» TASK STATEMENT: Translate this sentence from the brand archetypes text below into Spanish: "They help people understand the world through practical insights."
=== EXTRACT ===
There are 12 brand archetypes which the majority of brands can be fit into, and a lot of information online on what exactly each archetype is and stands for. Here is a brief overview:

The Magician

These brands are visionaries, imaginative, and help change the world for other people. These seek to inspire change through transformative knowledge. (Example: Disney, Apple)

The Sage

These brands are seekers of truth and insight, a trusted source of important information and often logical/analytical in their ways. They help people understand the world through practical insights. (Example: Google)

The Innocent

These are businesses that have values and a strong moral compass, seen as trustworthy and reliable, but can be naïve. (Example: Dove, Innocent)

The Outlaw

Rebellious in nature and iconoclastic, these brands are advocates for change and the breaking of conventions. (Example: Harley Davidson, Virgin)

The Jester

This brand promises light-hearted entertainment, with typical traits being carefree and original. Their aim is to make people happy and impulsive. (Examples: Ben & Jerry’s, Skittles)

The Lover

These brands create a feeling of intimacy through their marketing and products. They make people feel appreciated and easily build relationships. (Example: Galaxy Chocolate, Victoria’s Secret)

The Explorer

A firm that is adventurous, independent, takes risks, and is truly authentic as a brand. They are pioneers in their field and sometimes others. (Example: Red Bull, The North Face)

The Ruler

These brands seek to be in control, to create order from chaos, and are a role model for organisation, security and stability. (Example: Microsoft, FlexMR)

The Caregiver

This brand makes caring for others their primary goal through any means possible. (Example: Johnson & Johnson, Heinz)

The Hero

Firms that want to help improve the world for the better, are bold and strong, and work to solve problems or inspire others to do so. (Example: Nike, Duracell)
=== RECORDS SUPPLIED ===
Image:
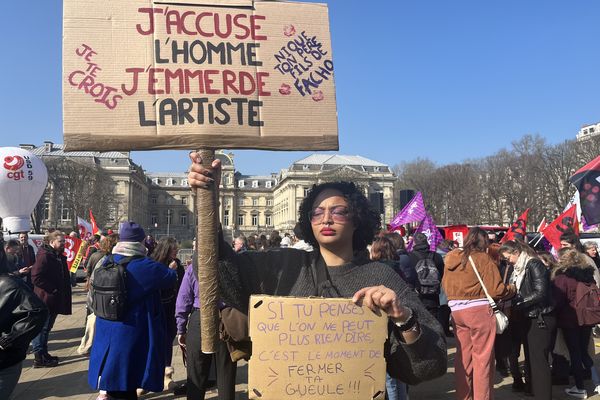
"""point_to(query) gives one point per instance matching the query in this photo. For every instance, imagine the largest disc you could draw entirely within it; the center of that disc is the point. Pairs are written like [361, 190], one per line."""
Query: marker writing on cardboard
[204, 24]
[303, 59]
[87, 80]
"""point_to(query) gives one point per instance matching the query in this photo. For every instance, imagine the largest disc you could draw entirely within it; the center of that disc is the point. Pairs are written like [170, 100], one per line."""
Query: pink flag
[414, 211]
[428, 227]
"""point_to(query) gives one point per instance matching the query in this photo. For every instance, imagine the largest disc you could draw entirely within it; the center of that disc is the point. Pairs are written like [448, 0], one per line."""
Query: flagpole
[540, 238]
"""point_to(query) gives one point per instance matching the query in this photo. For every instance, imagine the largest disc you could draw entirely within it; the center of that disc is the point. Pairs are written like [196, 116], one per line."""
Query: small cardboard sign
[143, 74]
[315, 348]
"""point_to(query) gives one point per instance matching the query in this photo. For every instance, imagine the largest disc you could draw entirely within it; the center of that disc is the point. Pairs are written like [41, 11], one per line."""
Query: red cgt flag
[587, 182]
[518, 228]
[95, 229]
[543, 225]
[565, 222]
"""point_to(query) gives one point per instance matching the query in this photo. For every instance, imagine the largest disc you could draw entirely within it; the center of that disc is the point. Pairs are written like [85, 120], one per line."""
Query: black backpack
[429, 275]
[109, 288]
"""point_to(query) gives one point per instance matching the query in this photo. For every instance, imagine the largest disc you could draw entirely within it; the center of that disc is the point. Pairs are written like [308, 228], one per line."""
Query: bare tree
[497, 189]
[80, 184]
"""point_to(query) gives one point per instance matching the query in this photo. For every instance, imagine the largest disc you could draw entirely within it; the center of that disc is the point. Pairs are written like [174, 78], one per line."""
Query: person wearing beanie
[129, 354]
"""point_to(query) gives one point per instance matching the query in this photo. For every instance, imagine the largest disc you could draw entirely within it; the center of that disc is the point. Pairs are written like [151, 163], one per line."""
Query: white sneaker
[577, 393]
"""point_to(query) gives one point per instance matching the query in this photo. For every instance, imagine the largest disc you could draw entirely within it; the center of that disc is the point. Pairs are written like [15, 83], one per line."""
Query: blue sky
[447, 80]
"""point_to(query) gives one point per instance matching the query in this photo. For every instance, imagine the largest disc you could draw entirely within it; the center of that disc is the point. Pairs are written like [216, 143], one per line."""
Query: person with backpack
[537, 325]
[430, 270]
[472, 317]
[129, 343]
[575, 289]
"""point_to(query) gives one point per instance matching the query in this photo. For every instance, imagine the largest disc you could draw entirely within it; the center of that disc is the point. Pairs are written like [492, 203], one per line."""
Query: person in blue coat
[130, 354]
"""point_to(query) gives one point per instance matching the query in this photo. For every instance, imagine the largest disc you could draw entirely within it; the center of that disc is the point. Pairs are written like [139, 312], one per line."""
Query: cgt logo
[13, 163]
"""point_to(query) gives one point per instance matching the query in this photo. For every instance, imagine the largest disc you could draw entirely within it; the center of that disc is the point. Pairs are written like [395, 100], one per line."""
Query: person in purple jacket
[187, 315]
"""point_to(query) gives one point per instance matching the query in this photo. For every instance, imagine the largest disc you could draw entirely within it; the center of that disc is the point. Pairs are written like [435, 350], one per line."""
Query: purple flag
[428, 227]
[414, 211]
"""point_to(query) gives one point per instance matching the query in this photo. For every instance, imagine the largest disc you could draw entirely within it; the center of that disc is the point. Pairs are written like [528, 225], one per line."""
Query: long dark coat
[51, 280]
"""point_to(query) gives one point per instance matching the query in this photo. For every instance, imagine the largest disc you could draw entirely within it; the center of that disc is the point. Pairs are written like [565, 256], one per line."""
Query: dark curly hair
[366, 220]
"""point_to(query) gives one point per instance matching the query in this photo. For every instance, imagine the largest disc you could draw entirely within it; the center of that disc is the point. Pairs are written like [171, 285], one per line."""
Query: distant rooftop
[335, 159]
[55, 149]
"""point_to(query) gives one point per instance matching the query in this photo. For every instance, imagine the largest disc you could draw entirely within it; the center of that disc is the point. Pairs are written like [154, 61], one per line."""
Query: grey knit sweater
[291, 272]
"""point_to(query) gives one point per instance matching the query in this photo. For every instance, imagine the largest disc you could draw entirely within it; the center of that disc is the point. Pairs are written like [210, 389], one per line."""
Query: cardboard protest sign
[74, 251]
[315, 348]
[143, 74]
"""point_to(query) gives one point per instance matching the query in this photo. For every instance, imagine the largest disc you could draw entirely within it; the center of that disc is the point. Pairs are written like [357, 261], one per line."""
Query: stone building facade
[164, 204]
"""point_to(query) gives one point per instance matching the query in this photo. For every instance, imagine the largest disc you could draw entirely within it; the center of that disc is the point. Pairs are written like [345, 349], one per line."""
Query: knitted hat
[131, 232]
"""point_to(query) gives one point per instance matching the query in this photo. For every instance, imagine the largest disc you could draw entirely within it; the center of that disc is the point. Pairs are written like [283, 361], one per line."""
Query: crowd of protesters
[429, 295]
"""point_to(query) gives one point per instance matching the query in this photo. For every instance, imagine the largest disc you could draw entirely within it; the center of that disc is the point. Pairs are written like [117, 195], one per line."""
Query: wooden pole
[208, 251]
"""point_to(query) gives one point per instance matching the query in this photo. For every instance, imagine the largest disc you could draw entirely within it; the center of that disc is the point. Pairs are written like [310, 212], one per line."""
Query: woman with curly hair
[572, 270]
[337, 220]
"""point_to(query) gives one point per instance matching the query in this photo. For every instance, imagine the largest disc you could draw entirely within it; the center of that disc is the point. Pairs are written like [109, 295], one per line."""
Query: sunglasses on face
[337, 213]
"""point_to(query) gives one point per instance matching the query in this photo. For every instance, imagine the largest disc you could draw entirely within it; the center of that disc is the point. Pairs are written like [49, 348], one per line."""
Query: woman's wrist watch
[410, 324]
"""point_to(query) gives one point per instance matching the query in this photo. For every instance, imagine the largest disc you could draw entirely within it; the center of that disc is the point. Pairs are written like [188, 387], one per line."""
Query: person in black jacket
[419, 252]
[52, 284]
[534, 302]
[22, 316]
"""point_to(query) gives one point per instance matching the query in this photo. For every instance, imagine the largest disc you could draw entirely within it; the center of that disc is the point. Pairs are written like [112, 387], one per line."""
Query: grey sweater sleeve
[426, 358]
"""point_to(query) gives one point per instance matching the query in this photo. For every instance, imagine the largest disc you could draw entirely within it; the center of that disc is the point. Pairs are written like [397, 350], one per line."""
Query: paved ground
[69, 379]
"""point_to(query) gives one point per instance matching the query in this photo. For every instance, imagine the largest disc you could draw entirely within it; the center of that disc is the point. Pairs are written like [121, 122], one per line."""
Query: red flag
[565, 222]
[543, 225]
[518, 228]
[587, 182]
[72, 245]
[95, 229]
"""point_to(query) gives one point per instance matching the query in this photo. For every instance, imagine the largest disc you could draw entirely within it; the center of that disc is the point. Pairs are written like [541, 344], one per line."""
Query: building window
[226, 217]
[112, 213]
[46, 208]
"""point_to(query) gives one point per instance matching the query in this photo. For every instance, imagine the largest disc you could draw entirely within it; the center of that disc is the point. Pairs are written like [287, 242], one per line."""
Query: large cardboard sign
[143, 74]
[314, 348]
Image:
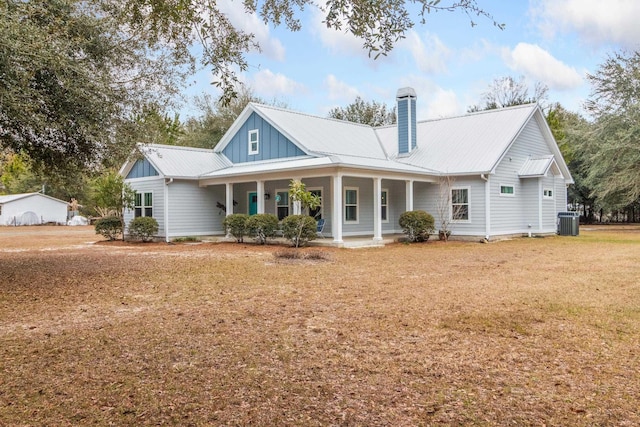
===
» SOLUTION TO THIS TASK: Ayudan a las personas a entender el mundo a través de ideas prácticas.